# TASK:
Place the lines of the data, between the line containing "tag kitchen window" and the line containing "[167,131,190,161]", inclusive, into a JSON list of strings, one string per line and omitting blank lines.

# ENTRIES:

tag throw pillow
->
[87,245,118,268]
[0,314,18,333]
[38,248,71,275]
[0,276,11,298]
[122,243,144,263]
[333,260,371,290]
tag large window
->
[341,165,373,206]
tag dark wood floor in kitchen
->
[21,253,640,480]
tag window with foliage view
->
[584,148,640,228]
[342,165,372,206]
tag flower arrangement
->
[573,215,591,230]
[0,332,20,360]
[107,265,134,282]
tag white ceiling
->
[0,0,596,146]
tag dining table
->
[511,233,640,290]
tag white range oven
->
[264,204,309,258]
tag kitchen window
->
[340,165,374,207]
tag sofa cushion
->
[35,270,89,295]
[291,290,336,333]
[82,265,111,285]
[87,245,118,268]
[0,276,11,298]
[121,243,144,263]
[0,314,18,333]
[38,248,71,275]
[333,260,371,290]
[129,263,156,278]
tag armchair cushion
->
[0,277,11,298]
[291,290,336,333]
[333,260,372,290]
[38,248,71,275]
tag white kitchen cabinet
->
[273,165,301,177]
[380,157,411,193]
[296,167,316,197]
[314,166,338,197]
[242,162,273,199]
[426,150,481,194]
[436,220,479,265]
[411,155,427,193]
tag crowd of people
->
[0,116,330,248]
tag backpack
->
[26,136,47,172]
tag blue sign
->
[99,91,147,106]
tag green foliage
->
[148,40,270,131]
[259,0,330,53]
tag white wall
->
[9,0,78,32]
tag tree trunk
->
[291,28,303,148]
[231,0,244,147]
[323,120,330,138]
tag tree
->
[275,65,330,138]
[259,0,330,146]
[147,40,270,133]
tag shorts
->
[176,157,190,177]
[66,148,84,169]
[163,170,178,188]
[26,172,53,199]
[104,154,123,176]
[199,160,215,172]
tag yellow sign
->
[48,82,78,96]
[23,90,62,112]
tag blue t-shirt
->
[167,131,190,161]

==

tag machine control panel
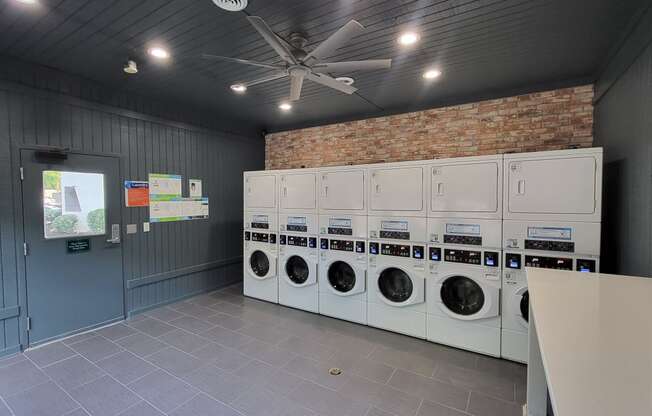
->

# SOLUTION TO THE EXERCISE:
[
  "tag kitchen window",
  "->",
  "[340,165,374,207]",
  "tag sofa cushion",
  "->",
  "[35,270,89,295]",
  "[291,290,336,333]",
  "[82,265,111,285]",
  "[87,245,118,268]",
  "[0,276,11,298]",
  "[121,243,144,263]",
  "[0,314,18,333]",
  "[38,248,71,275]",
  "[333,260,371,290]",
  "[129,263,156,278]",
  "tag armchair cushion",
  "->",
  "[0,277,11,298]",
  "[291,290,336,333]",
  "[333,260,372,290]",
  "[38,248,71,275]",
  "tag white kitchen cabinet",
  "->",
  "[273,165,301,177]",
  "[380,157,411,193]",
  "[296,167,316,197]",
  "[314,166,338,197]",
  "[242,162,273,199]",
  "[426,150,481,194]",
  "[436,220,479,265]",
  "[411,155,427,193]",
  "tag crowd of people",
  "->",
  "[0,116,330,248]",
  "tag backpack",
  "->",
  "[26,136,47,172]",
  "tag blue sign",
  "->",
  "[99,91,147,106]",
  "tag green foliage",
  "->",
  "[148,40,270,131]",
  "[259,0,330,53]",
  "tag white wall",
  "->",
  "[9,0,78,32]",
  "tag tree trunk",
  "->",
  "[291,28,303,148]",
  "[231,0,244,147]",
  "[323,120,330,138]",
  "tag tree",
  "->",
  "[275,65,330,138]",
  "[259,0,330,146]",
  "[147,40,270,133]",
  "tag shorts",
  "->",
  "[176,157,190,177]",
  "[66,148,84,169]",
  "[163,170,178,188]",
  "[26,172,53,199]",
  "[104,154,123,176]",
  "[199,160,215,172]",
  "tag yellow sign",
  "->",
  "[48,82,78,96]",
  "[23,90,62,112]",
  "tag blue t-shirt",
  "->",
  "[167,131,190,161]"
]